::: Source records :::
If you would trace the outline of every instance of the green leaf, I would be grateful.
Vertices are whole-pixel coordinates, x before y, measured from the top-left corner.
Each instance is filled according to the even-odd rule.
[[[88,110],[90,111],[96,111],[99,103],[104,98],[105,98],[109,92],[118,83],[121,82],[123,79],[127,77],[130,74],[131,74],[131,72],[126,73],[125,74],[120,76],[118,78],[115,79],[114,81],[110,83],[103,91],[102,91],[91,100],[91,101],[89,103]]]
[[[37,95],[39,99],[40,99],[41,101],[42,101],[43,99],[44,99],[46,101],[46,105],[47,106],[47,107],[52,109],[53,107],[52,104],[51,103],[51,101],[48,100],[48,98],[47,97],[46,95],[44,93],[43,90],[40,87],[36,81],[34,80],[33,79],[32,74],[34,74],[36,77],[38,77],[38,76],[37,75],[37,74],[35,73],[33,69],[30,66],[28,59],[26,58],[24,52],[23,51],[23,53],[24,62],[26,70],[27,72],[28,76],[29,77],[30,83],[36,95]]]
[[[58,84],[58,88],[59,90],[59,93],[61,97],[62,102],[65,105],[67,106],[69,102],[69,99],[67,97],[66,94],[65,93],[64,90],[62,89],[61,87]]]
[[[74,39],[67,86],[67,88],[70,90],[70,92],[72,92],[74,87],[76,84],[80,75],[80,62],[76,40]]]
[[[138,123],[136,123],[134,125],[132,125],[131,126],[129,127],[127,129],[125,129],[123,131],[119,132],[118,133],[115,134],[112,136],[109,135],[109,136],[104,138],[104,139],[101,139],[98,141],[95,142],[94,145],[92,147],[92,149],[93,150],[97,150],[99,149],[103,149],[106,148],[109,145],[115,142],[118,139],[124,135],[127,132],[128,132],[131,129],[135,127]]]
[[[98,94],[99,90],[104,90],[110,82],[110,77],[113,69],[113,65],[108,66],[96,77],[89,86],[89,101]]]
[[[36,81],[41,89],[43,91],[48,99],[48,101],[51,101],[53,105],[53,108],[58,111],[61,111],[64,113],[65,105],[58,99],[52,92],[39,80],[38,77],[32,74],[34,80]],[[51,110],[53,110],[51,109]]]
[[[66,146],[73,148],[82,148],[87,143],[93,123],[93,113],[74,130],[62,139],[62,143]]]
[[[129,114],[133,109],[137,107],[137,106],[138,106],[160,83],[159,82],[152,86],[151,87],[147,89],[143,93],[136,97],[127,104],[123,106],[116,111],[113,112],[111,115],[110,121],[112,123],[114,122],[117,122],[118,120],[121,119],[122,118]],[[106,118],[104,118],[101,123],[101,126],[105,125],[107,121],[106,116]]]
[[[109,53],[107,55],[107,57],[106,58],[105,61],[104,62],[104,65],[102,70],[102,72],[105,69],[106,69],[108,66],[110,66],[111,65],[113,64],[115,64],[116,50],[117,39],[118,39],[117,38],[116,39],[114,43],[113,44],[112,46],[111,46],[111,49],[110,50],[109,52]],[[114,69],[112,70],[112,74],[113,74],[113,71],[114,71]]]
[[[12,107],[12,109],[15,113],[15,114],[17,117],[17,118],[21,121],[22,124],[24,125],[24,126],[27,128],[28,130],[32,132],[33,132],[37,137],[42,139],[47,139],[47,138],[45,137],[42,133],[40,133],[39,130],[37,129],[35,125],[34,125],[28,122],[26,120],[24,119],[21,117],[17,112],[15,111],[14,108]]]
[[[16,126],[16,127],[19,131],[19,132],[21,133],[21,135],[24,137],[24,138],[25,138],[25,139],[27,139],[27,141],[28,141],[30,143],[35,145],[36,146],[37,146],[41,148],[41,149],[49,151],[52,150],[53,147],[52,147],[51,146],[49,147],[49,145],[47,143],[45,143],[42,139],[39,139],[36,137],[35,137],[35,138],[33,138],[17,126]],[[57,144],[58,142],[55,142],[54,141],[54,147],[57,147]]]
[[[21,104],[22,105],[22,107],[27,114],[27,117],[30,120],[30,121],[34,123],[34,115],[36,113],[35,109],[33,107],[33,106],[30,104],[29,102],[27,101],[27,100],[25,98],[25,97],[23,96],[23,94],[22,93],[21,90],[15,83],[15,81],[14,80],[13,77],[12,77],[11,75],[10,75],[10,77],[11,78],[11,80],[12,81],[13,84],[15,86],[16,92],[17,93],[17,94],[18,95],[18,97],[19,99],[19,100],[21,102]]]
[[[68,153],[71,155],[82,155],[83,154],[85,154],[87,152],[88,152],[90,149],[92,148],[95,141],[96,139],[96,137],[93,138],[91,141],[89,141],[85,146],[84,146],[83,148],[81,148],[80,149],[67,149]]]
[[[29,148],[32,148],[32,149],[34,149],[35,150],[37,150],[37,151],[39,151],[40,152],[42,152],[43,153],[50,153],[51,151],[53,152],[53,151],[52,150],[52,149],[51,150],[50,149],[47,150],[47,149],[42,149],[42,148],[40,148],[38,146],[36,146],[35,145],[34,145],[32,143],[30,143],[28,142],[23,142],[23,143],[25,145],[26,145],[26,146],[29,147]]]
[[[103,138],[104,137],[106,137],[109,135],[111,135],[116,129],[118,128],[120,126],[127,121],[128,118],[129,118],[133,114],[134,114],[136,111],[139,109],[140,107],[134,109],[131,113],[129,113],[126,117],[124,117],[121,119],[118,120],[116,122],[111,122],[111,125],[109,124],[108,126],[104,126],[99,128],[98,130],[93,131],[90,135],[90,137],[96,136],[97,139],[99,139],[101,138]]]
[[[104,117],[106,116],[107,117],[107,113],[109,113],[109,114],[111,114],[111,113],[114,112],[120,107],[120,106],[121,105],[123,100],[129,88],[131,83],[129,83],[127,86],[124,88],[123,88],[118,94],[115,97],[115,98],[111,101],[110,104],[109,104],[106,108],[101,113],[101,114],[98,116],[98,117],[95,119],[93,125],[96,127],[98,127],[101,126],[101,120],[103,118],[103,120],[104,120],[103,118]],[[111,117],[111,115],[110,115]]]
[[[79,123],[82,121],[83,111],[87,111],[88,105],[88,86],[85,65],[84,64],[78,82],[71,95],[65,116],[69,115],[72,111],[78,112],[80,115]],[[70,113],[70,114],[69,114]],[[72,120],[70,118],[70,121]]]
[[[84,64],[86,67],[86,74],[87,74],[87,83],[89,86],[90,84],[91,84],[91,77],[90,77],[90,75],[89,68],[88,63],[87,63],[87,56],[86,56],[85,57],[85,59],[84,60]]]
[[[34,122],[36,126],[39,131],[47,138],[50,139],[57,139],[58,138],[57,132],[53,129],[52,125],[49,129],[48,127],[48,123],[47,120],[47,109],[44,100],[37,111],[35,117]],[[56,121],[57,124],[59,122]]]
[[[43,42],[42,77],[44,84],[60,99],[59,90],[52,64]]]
:::
__Written request__: Copy every line of the material above, character for character, from the first line through the last.

__Completed task__:
If you would trace the outline of every instance of the green leaf, I would be grateful.
Vertices are whole-pixel coordinates, x before y, measured from the top-left corner.
Each instance is filled according to the even-odd rule.
[[[88,110],[90,111],[96,111],[99,103],[104,98],[105,98],[109,92],[118,83],[121,82],[123,79],[127,77],[130,74],[131,74],[131,72],[126,73],[125,74],[120,76],[118,78],[115,79],[114,81],[110,83],[103,91],[102,91],[91,100],[91,101],[89,103]]]
[[[37,95],[39,99],[40,99],[41,101],[42,101],[43,99],[44,99],[46,101],[46,105],[47,106],[47,107],[52,109],[53,107],[52,104],[51,103],[51,101],[48,100],[48,98],[47,97],[46,95],[44,93],[43,90],[40,87],[36,81],[34,80],[33,79],[32,74],[34,74],[36,77],[38,77],[38,76],[37,75],[37,74],[35,73],[33,69],[30,66],[28,59],[26,58],[24,52],[23,51],[23,53],[24,62],[26,70],[27,72],[28,76],[29,77],[30,83],[36,95]]]
[[[58,84],[58,88],[59,90],[59,93],[61,97],[62,102],[65,105],[67,106],[69,102],[69,99],[67,97],[66,94],[65,93],[64,90],[62,89],[61,87]]]
[[[74,39],[67,86],[67,88],[70,90],[70,92],[72,92],[74,87],[76,84],[80,75],[80,62],[76,40]]]
[[[138,123],[136,123],[134,125],[132,125],[131,126],[129,127],[127,129],[125,129],[123,131],[119,132],[118,133],[115,134],[112,136],[109,135],[109,136],[104,138],[104,139],[101,139],[98,141],[95,142],[94,145],[92,147],[92,149],[93,150],[97,150],[99,149],[103,149],[106,148],[109,145],[115,142],[118,139],[124,135],[127,132],[128,132],[131,129],[135,127]]]
[[[98,94],[99,90],[104,90],[110,82],[110,77],[113,69],[113,65],[108,66],[96,77],[89,86],[89,101]]]
[[[36,81],[41,89],[43,91],[48,99],[48,101],[51,101],[53,105],[53,108],[58,111],[61,111],[64,113],[65,105],[58,99],[52,92],[39,80],[38,77],[32,74],[34,80]],[[51,110],[53,110],[51,109]]]
[[[66,146],[73,148],[82,148],[87,143],[93,123],[93,113],[74,130],[62,139],[62,143]]]
[[[129,114],[133,109],[137,107],[137,106],[138,106],[160,83],[159,82],[152,86],[151,87],[147,89],[143,93],[136,97],[127,104],[123,106],[116,111],[113,112],[111,115],[110,121],[112,123],[114,122],[117,122],[118,120],[121,119],[122,118]],[[106,118],[104,118],[101,123],[101,126],[105,125],[107,121],[106,116]]]
[[[109,53],[107,55],[107,57],[106,58],[105,61],[104,62],[104,65],[102,70],[102,72],[105,69],[106,69],[108,66],[110,66],[111,65],[113,64],[115,64],[116,50],[117,39],[118,39],[117,38],[116,39],[114,43],[113,44],[112,46],[111,46],[111,49],[110,50],[109,52]],[[114,69],[112,70],[112,74],[113,74],[113,71],[114,71]]]
[[[12,107],[12,109],[15,113],[15,114],[17,117],[17,118],[21,121],[22,124],[24,125],[24,126],[27,128],[28,130],[32,132],[33,132],[37,137],[42,139],[47,139],[47,138],[45,137],[42,133],[40,133],[39,130],[37,129],[35,125],[34,125],[28,122],[26,120],[24,119],[21,117],[17,112],[15,111],[14,108]]]
[[[16,126],[16,127],[19,131],[19,132],[21,133],[21,135],[24,137],[24,138],[25,138],[25,139],[27,139],[27,141],[28,141],[30,143],[35,145],[36,146],[37,146],[41,148],[41,149],[49,151],[52,150],[53,147],[52,147],[51,146],[49,147],[49,145],[47,143],[45,143],[42,139],[39,139],[36,137],[35,137],[35,138],[33,138],[17,126]],[[57,144],[58,142],[55,142],[54,141],[54,147],[57,147]]]
[[[21,104],[22,105],[22,107],[27,114],[27,117],[30,120],[30,121],[34,123],[34,115],[36,113],[35,109],[33,107],[33,106],[30,104],[29,102],[27,101],[27,100],[25,98],[25,97],[23,96],[23,94],[22,93],[21,90],[15,83],[15,81],[14,80],[13,77],[12,77],[11,75],[10,75],[10,77],[11,78],[11,80],[12,81],[13,84],[15,86],[16,92],[17,93],[17,94],[18,95],[18,97],[19,99],[19,100],[21,102]]]
[[[68,153],[71,155],[82,155],[83,154],[85,154],[87,152],[88,152],[90,149],[92,148],[95,141],[96,139],[96,137],[93,138],[91,141],[89,141],[85,146],[84,146],[83,148],[81,148],[80,149],[67,149]]]
[[[29,148],[32,148],[32,149],[34,149],[35,150],[37,150],[37,151],[39,151],[40,152],[42,152],[43,153],[50,153],[51,151],[53,152],[53,151],[52,150],[52,149],[51,150],[50,149],[47,150],[47,149],[42,149],[42,148],[40,148],[38,146],[36,146],[35,145],[34,145],[32,143],[30,143],[28,142],[23,142],[23,143],[25,145],[26,145],[26,146],[29,147]]]
[[[103,138],[104,137],[106,137],[109,135],[111,135],[116,129],[118,128],[120,126],[127,121],[128,118],[129,118],[133,114],[134,114],[136,111],[139,109],[140,107],[134,109],[131,113],[129,113],[126,117],[124,117],[121,119],[118,120],[116,122],[111,122],[111,125],[109,124],[108,126],[104,126],[99,128],[98,130],[93,131],[90,135],[90,137],[96,136],[97,139],[99,139],[101,138]]]
[[[104,117],[106,116],[107,117],[107,113],[109,113],[109,114],[111,114],[111,113],[114,112],[120,107],[120,106],[121,105],[123,100],[129,88],[131,83],[129,83],[127,86],[124,88],[123,88],[118,94],[115,97],[115,98],[111,101],[110,104],[109,104],[106,108],[101,113],[101,114],[98,116],[98,117],[95,119],[93,125],[96,127],[98,127],[101,126],[101,120],[103,118],[103,120],[104,120],[103,118]],[[111,117],[111,115],[110,115]]]
[[[79,123],[82,121],[83,111],[87,111],[88,105],[88,86],[85,65],[84,64],[78,82],[71,95],[65,116],[69,115],[72,111],[78,112],[80,115]],[[70,113],[70,114],[69,114]],[[72,120],[70,118],[70,121]]]
[[[84,64],[86,67],[86,74],[87,74],[87,83],[89,86],[90,84],[91,84],[91,77],[90,77],[90,75],[89,68],[88,63],[87,63],[87,56],[86,56],[85,57],[85,59],[84,60]]]
[[[34,122],[36,126],[39,131],[47,138],[50,139],[57,139],[58,138],[57,132],[53,129],[52,125],[49,129],[48,127],[48,123],[47,120],[47,109],[44,100],[37,111],[35,117]],[[56,121],[57,124],[59,122]]]
[[[43,42],[42,77],[44,84],[60,99],[59,90],[52,64]]]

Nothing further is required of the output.